> **What is being asked**
Rewrite the items from the line with "Find and mark green" up to and including the line with "[0,234,127,500]", substituting "timber" for "wooden" and leaving everything else unchanged.

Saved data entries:
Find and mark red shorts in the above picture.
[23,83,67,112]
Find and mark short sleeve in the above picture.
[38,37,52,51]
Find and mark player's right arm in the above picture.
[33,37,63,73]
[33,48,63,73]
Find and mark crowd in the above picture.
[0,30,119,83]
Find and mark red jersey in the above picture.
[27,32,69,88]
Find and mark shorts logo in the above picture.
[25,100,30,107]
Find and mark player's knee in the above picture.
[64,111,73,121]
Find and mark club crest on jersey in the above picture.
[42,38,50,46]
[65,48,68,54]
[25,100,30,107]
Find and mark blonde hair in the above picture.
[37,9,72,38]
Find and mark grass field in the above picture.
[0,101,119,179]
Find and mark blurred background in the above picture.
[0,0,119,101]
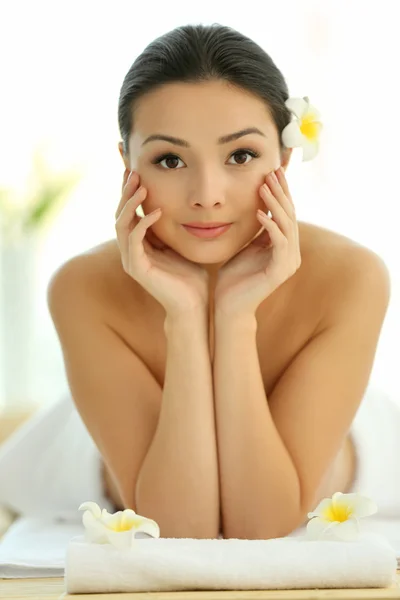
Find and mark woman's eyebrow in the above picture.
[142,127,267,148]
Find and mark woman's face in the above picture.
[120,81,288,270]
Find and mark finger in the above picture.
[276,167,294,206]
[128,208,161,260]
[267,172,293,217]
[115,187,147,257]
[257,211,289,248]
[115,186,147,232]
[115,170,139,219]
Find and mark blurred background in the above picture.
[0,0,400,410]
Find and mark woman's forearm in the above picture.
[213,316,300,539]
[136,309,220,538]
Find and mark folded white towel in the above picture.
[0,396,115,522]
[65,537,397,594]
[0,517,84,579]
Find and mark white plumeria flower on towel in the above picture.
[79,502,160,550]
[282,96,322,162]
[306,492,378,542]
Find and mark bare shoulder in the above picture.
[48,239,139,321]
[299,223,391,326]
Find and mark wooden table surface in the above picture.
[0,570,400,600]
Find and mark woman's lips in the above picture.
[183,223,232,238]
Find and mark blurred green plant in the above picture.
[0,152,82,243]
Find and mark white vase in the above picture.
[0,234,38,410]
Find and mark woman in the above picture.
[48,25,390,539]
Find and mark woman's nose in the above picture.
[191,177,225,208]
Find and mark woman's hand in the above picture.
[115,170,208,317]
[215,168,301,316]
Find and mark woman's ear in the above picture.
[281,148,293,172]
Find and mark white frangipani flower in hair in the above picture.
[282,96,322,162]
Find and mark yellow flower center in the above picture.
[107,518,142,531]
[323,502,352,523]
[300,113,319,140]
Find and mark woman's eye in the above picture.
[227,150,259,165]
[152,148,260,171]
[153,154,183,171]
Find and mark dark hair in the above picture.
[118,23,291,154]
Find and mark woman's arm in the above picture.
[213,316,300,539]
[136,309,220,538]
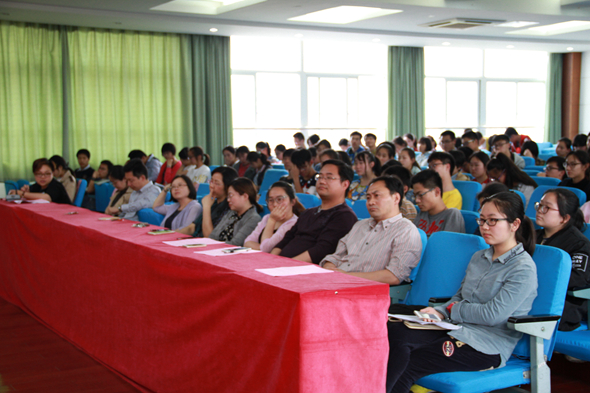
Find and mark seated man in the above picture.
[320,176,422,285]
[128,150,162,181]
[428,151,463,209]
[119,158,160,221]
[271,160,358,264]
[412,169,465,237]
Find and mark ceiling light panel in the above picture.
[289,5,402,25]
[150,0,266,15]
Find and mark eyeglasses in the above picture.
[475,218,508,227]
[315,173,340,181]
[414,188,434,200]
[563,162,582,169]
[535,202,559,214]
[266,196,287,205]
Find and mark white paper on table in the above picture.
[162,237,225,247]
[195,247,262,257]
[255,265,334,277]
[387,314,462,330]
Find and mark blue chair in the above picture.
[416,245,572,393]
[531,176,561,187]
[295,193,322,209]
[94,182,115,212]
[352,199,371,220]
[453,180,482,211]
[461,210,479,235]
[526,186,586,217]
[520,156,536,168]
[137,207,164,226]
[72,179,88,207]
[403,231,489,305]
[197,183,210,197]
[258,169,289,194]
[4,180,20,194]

...

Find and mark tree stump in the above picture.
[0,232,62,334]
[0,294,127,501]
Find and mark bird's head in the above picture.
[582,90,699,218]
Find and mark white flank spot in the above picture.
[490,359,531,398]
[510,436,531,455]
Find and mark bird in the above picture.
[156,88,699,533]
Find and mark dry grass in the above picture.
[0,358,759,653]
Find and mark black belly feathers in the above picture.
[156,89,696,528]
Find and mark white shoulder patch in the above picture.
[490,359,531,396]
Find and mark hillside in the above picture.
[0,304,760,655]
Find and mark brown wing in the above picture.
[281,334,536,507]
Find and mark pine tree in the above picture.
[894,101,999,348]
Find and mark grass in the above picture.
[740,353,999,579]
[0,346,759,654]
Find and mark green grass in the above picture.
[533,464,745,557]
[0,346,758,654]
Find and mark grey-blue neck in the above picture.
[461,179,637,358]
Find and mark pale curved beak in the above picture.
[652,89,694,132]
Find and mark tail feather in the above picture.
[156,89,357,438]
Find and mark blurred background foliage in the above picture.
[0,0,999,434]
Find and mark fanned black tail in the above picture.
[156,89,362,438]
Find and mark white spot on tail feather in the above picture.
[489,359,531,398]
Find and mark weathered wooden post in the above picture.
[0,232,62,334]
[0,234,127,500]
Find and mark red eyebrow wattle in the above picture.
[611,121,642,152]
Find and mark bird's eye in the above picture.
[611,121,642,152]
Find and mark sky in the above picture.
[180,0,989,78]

> **Response**
Find and mark green grass in the above picture.
[533,464,745,557]
[0,346,758,654]
Find and mark grey-blue neck in the above picture.
[461,179,637,358]
Find and mark pale curved beak in the above picture.
[652,89,694,132]
Find and mark tail feather in the above picture.
[156,89,357,438]
Find and mark blurred background foliage in the above picture.
[0,0,999,434]
Find and mark fanned black tail in the above picture.
[156,89,362,438]
Find and mark white spot on tail feather in the above picture.
[489,359,531,398]
Find and mark weathered timber post in the above picture.
[0,232,62,334]
[0,234,127,500]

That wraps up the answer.